_AIM_
Set out everything from the start of the records down to and including the line containing "x=170 y=251" as a numbered list, skipping blank lines.

[start of RAW RECORDS]

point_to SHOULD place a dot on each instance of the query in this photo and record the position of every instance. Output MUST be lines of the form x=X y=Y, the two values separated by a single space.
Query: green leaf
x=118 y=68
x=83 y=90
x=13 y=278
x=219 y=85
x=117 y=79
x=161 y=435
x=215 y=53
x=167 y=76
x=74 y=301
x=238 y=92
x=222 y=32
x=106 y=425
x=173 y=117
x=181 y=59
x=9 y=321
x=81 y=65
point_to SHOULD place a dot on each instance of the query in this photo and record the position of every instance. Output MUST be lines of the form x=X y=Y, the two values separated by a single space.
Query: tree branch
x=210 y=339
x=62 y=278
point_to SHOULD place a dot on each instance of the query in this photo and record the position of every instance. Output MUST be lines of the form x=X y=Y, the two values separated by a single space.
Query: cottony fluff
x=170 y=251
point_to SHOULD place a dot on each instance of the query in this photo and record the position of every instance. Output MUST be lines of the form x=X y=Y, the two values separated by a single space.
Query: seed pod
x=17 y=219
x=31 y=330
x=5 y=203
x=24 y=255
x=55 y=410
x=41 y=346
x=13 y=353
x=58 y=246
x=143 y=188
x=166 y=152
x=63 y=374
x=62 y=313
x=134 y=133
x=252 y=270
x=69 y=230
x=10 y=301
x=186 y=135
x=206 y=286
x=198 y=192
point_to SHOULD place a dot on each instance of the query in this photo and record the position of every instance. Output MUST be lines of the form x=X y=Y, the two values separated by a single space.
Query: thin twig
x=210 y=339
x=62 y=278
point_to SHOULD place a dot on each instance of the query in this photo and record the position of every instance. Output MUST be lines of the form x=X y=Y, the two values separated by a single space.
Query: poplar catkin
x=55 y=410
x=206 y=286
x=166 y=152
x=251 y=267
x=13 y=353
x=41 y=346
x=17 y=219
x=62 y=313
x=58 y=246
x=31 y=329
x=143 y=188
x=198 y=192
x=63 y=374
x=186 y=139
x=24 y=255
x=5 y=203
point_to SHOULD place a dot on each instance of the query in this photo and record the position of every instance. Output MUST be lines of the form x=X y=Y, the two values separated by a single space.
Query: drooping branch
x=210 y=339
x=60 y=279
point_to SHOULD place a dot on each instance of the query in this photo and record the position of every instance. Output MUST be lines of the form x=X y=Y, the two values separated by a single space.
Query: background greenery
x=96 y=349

[end of RAW RECORDS]

_PROBLEM SOLUTION_
1. point_to SHOULD place a dot on each instance of the query in this photo and record the position of every instance. Output MUST be lines of the form x=X y=Y, the two values separated by a single space.
2. Query: green leaf
3. x=118 y=68
4. x=83 y=90
5. x=13 y=278
6. x=219 y=85
7. x=117 y=79
8. x=161 y=435
9. x=215 y=53
10. x=167 y=76
11. x=74 y=301
12. x=238 y=92
13. x=222 y=32
14. x=106 y=425
15. x=173 y=117
16. x=181 y=59
17. x=9 y=321
18. x=81 y=65
19. point_to SHOULD place a dot on each instance of the query in this photo and record the position of every instance. Output MUST be lines of the form x=X y=Y, the two values separated by a single space.
20. Query: tree branch
21. x=210 y=339
22. x=62 y=278
23. point_to SHOULD place a dot on each instance of the query in this photo and record the position of every instance. Output MUST be lines of the form x=X y=Y, the two values separated by a single space.
24. Query: cottony fluff
25. x=170 y=251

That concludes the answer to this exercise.